> **Page excerpt**
*** Begin section ***

Saudi police say they have arrested six Muslim militants after Monday's raids on suspected terror cells in Mecca. Saudi Arabia's interior minister says the police prevented a terrorist attack against pilgrims to Mecca.
Saudi Interior Minister, Prince Nayef, said two of the alleged militants involved in Monday's police raids in Mecca had surrendered, while the others, one of them wounded, had been captured.
Asked if he thought the suspects were members of the al-Qaida network, the prince said all eight, including the two who were killed in Monday's raids, were "without any doubt" from the same organization.
Speaking to the state-controlled al-Riyadh newspaper, the prince said, "these people are targeting the month of Ramadan, this is an evil aim." He told the newspaper the suspects "wanted to make the entire country a place for terror, without any exception, and even in the holiest place on earth where Saudis and non-Saudis come to pray to God."
The Monday police raids in Mecca were the latest in a campaign by Saudi security forces to rein in suspected Muslim militants, that began under U.S. pressure after the September 11, 2001, attacks on U.S. cities. The campaign intensified after May 12 suicide bombings against Western residential compounds in Riyadh. Hundreds of suspected militants have been arrested in the campaign. Saudi authorities have linked some of the arrested with al-Qaida.

*** End section ***

> **Referring expression pointing data**
*** Begin section ***

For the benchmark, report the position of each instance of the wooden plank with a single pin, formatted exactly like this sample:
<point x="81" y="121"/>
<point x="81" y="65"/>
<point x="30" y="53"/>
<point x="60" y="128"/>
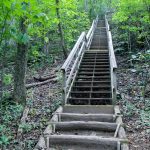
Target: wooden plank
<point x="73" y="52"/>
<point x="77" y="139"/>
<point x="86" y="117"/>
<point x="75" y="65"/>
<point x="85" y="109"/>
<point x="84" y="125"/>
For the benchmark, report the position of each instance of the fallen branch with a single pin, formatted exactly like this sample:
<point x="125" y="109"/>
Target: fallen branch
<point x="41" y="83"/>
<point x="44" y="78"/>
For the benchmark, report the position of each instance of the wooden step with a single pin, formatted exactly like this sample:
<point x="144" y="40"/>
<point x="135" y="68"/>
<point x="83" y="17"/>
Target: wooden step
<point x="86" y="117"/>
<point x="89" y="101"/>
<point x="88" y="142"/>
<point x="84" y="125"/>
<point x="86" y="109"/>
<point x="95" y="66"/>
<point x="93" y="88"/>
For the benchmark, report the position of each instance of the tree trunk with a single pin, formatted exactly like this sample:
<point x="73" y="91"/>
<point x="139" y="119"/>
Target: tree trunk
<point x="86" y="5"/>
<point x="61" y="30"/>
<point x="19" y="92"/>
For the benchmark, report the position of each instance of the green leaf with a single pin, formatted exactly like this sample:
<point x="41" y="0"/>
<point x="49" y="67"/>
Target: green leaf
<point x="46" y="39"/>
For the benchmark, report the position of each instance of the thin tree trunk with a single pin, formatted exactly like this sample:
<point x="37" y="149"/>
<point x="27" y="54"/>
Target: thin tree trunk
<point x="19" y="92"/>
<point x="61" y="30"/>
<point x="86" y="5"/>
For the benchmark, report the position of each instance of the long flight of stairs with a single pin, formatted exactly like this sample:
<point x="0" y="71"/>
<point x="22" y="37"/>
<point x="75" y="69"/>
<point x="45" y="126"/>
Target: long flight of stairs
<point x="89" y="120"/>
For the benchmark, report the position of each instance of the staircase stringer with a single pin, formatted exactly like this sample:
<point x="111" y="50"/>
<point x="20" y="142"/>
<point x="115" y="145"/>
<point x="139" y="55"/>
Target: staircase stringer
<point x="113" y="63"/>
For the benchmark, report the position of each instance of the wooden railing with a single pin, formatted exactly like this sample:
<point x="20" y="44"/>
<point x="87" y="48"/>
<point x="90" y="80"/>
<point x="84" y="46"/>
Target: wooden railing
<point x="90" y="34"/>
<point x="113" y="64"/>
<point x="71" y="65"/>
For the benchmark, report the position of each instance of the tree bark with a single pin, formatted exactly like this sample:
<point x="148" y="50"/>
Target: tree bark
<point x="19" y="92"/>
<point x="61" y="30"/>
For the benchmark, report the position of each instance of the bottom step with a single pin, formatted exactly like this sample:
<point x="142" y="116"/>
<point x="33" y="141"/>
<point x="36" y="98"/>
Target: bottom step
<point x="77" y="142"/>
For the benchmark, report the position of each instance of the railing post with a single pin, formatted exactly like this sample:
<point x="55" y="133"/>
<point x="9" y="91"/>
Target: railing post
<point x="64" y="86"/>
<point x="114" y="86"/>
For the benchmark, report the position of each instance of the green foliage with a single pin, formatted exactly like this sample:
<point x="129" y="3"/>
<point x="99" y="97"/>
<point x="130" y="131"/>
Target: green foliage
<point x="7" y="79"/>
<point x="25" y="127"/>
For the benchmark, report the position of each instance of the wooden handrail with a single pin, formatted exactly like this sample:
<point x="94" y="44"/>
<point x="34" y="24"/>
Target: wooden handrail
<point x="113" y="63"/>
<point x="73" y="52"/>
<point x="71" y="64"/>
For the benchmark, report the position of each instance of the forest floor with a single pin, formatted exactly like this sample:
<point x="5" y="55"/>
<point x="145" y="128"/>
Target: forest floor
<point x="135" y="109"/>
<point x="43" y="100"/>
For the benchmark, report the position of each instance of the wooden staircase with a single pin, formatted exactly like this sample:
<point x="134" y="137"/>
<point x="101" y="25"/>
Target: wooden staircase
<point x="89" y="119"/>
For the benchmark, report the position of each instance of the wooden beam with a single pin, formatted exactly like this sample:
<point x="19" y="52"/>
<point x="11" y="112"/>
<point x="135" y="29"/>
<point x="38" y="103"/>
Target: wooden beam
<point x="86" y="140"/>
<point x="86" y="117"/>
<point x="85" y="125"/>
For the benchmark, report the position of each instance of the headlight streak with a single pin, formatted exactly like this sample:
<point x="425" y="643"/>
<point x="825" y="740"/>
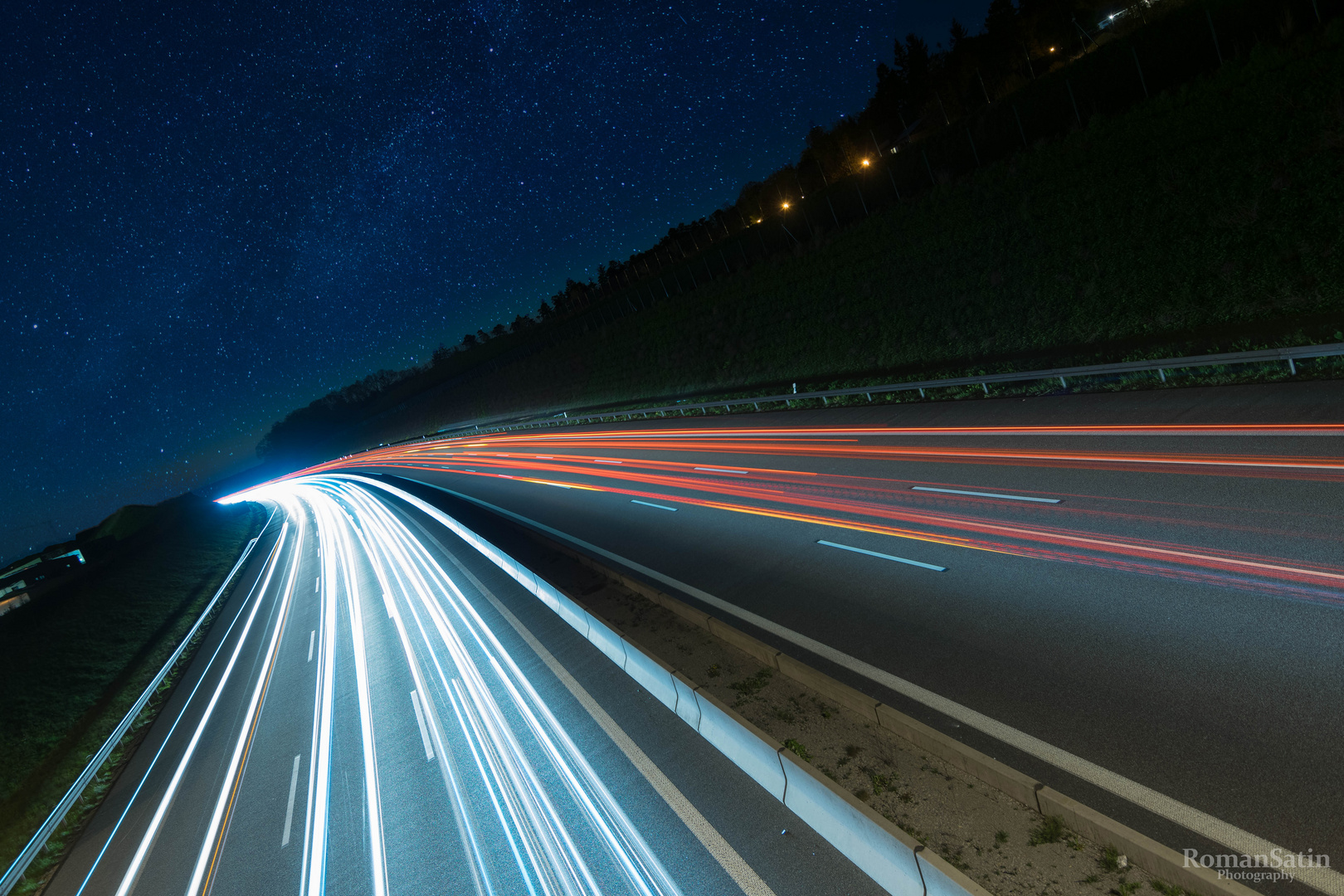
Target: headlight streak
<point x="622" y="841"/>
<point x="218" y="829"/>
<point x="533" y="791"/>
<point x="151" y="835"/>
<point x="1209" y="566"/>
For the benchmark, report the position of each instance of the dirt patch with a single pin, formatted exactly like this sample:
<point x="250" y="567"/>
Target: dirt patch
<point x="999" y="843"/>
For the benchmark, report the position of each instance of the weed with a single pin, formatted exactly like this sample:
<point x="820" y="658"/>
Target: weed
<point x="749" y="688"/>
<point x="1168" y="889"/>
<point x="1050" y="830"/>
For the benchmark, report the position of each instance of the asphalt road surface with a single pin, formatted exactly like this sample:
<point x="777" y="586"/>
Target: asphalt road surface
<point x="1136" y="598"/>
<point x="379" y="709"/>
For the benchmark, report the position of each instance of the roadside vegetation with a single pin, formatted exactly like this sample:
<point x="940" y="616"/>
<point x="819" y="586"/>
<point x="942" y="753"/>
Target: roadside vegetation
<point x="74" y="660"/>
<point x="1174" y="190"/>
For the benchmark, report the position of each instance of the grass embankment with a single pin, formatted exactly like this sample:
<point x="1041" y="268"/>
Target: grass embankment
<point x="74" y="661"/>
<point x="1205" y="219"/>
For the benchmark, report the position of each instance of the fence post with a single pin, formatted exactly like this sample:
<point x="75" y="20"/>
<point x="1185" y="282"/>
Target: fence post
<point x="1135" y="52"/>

*** End section ***

> **What to produce**
Copy the report on the Mecca raids from "Speaking to the" to "arrested with al-Qaida.", replacing "campaign" with "crackdown". The items come from a different source than the report on the Mecca raids.

> **Task output**
Speaking to the state-controlled al-Riyadh newspaper, the prince said, "these people are targeting the month of Ramadan, this is an evil aim." He told the newspaper the suspects "wanted to make the entire country a place for terror, without any exception, and even in the holiest place on earth where Saudis and non-Saudis come to pray to God."
The Monday police raids in Mecca were the latest in a crackdown by Saudi security forces to rein in suspected Muslim militants, that began under U.S. pressure after the September 11, 2001, attacks on U.S. cities. The crackdown intensified after May 12 suicide bombings against Western residential compounds in Riyadh. Hundreds of suspected militants have been arrested in the crackdown. Saudi authorities have linked some of the arrested with al-Qaida.